Seit Beginn der Saison 2016/2017 ist Howard Arman Künstlerischer Leiter beim Chor des Bayerischen Rundfunks. Am 15. Oktober dirigierte er das erste Abo-Konzert seiner Amtszeit. Im Interview mit BR-KLASSIK verrät er unter anderem, warum ihn heutige Konzerte manchmal an Restaurantbesuche erinnern.
Bildquelle: BR / Astrid Ackermann
Zu Gast im Studio:
Howard Arman und seine Lieblingsmusik
BR-KLASSIK: Herr Arman, worauf freuen Sie sich am meisten in Ihrer Arbeit mit dem BR-Chor?
Howard Arman: Das ist eine phantastische Aufgabe für mich! Dieser Chor gehört, das ist kein Geheimnis, zu den besten weltweit. Und deshalb kann man sich auf ein vielfältiges Programm freuen, in dem ganz unterschiedliche Genres und Stile abgebildet werden können - auf einem phantastischen Niveau. Es ist diese schöpferische Vielfalt, auf die ich mich am meisten freue.
BR-KLASSIK: Die Vielfalt spiegelt sich auch in Ihrem persönlichen Musikgeschmack wieder. Sie lieben Alte und Neue Musik, aber auch ganz besonders den Jazz.

+-------+

Aufgaben
**A.** Gib aus dem Interview mit Howard Arman den Abschnitt von „Seit Beginn der“ bis einschließlich „mit dem BR-Chor?“ wortgetreu aus.
**B.** Seit wann ist Howard Arman laut dem Interview Künstlerischer Leiter beim Chor des Bayerischen Rundfunks?
**C.** Nimm das Interview mit Howard Arman dort auf, wo es aufhört, und schreibe es weiter.

Extrahierte Einträge
+-------+

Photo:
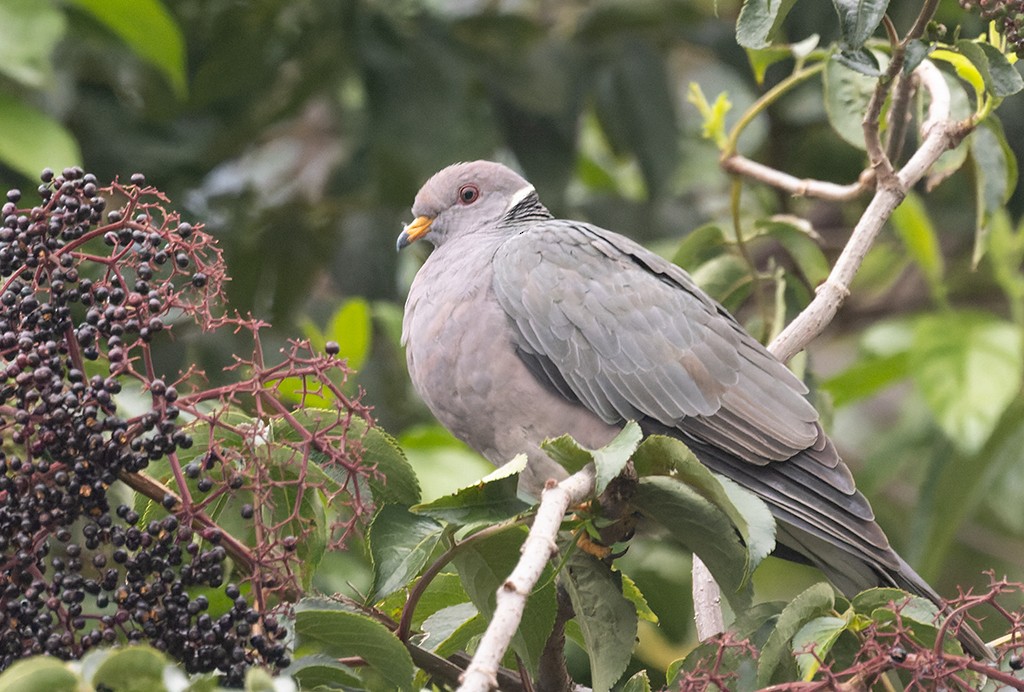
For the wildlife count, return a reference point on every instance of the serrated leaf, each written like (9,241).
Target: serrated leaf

+-------+

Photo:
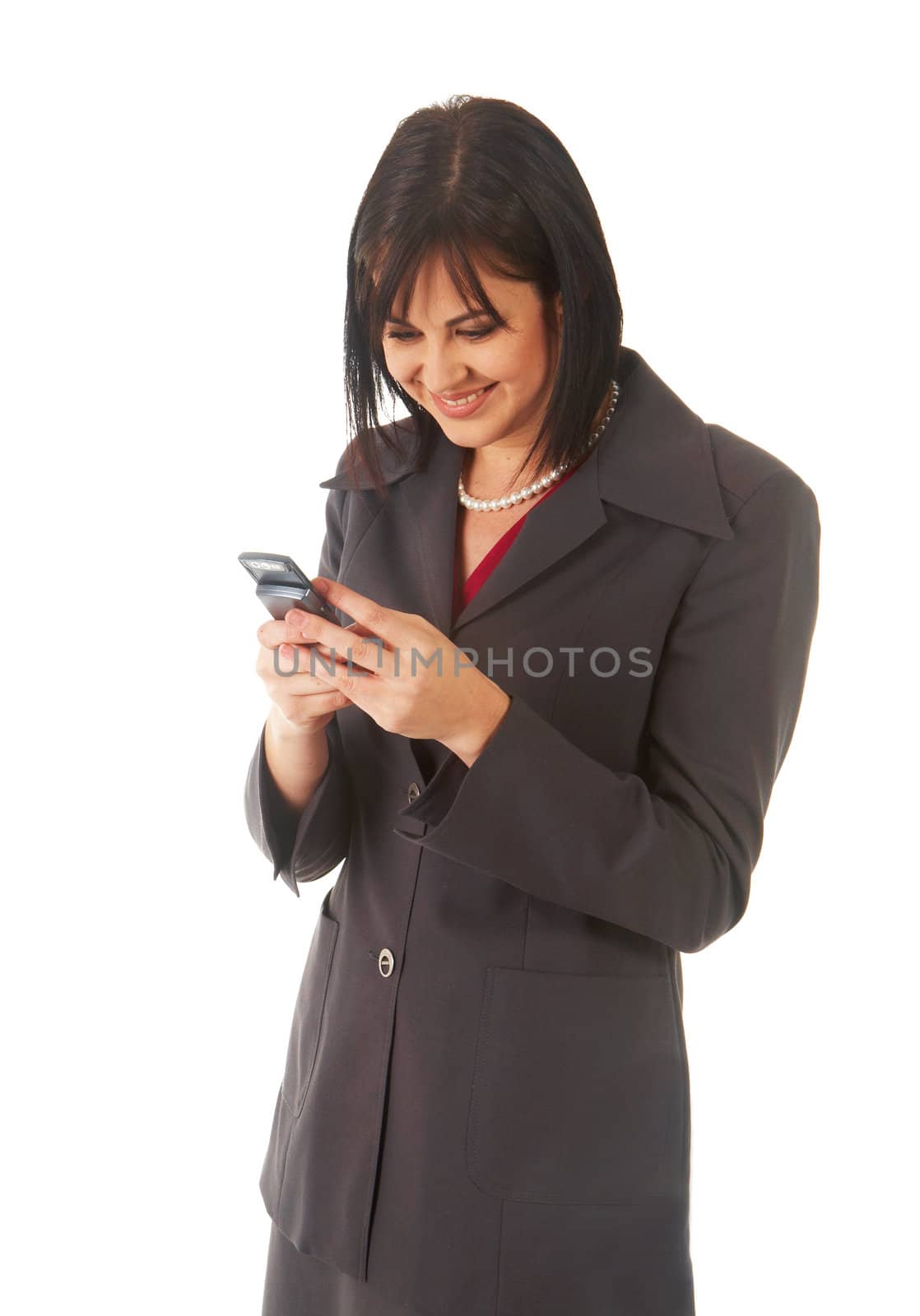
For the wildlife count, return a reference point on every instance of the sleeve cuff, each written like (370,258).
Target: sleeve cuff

+-------+

Schriftliche Antworten
**A.**
Seit Beginn der Saison 2016/2017 ist Howard Arman Künstlerischer Leiter beim Chor des Bayerischen Rundfunks. Am 15. Oktober dirigierte er das erste Abo-Konzert seiner Amtszeit. Im Interview mit BR-KLASSIK verrät er unter anderem, warum ihn heutige Konzerte manchmal an Restaurantbesuche erinnern.
Bildquelle: BR / Astrid Ackermann
Zu Gast im Studio:
Howard Arman und seine Lieblingsmusik
BR-KLASSIK: Herr Arman, worauf freuen Sie sich am meisten in Ihrer Arbeit mit dem BR-Chor?

**B.** Seit Beginn der Saison 2016/2017.

**C.**
Howard Arman: Ich bin eigentlich aus der Art geschlagen. Mein Vater war Jazzmusiker, mein Sohn John ist es ebenfalls. Wobei beide auch in klassischen Orchestern gespielt haben. John ist Gitarrist und hat verschiedene Ensembles, für die er auch komponiert. Dieses Jazzmilieu erinnert mich an meine Kindheit. Mein Sohn hat auch ein paar Mal mit meinem Vater musiziert. Das ist für ihn, glaube ich, eine sehr schöne Erinnerung.
BR-KLASSIK: Wie kam es, dass Sie "aus der Art geschlagen" und Dirigent geworden sind?
Howard Arman: Die Klassische Musik war in meiner Familie immer präsent. Es gehörte einfach dazu, im Oratorienchor zu singen. Für mich war der entscheidende Impuls, dass ich Chorknabe war. Man spürt beim Singen so viel von den eigenen Emotionen, das vergisst man nie. Da war es für mich ein relativ kleiner Schritt zum Komponieren. Wenn man die Dinge selber macht, kann man sie auseinandernehmen und auf eigene Art wieder zusammenstellen. Komponieren wurde zu einem ganz natürlichen Vorgang für mich.
BR-KLASSIK: War Ihr Vater ein Vorbild?
Howard Arman: Nicht auf diese Art, nein. Es war kein leichtes Musizierverhältnis mit meinem Vater. Da gab es auf beiden Seiten eine Blockade. Es kann eben nicht jeder Vater mit seinem Sohn Musik machen. Vielleicht war das mit ein Grund, dass für mich ein Ausbruch kommen musste, dass ich meinen eigenen Weg suchen musste. Das habe ich dann auch sehr autonom gemacht. Ich hatte das Glück, mit 13, 14 Jahren ein Stipendium an der Hochschule in London zu bekommen. Dort am Trinity College spielte Improvisation eine große Rolle. Improvisieren und Komponieren waren sehr eng miteinander verknüpft.
BR-KLASSIK: So ist es ja nicht nur im Jazz. Auch Barockkomponisten waren Improvisatoren.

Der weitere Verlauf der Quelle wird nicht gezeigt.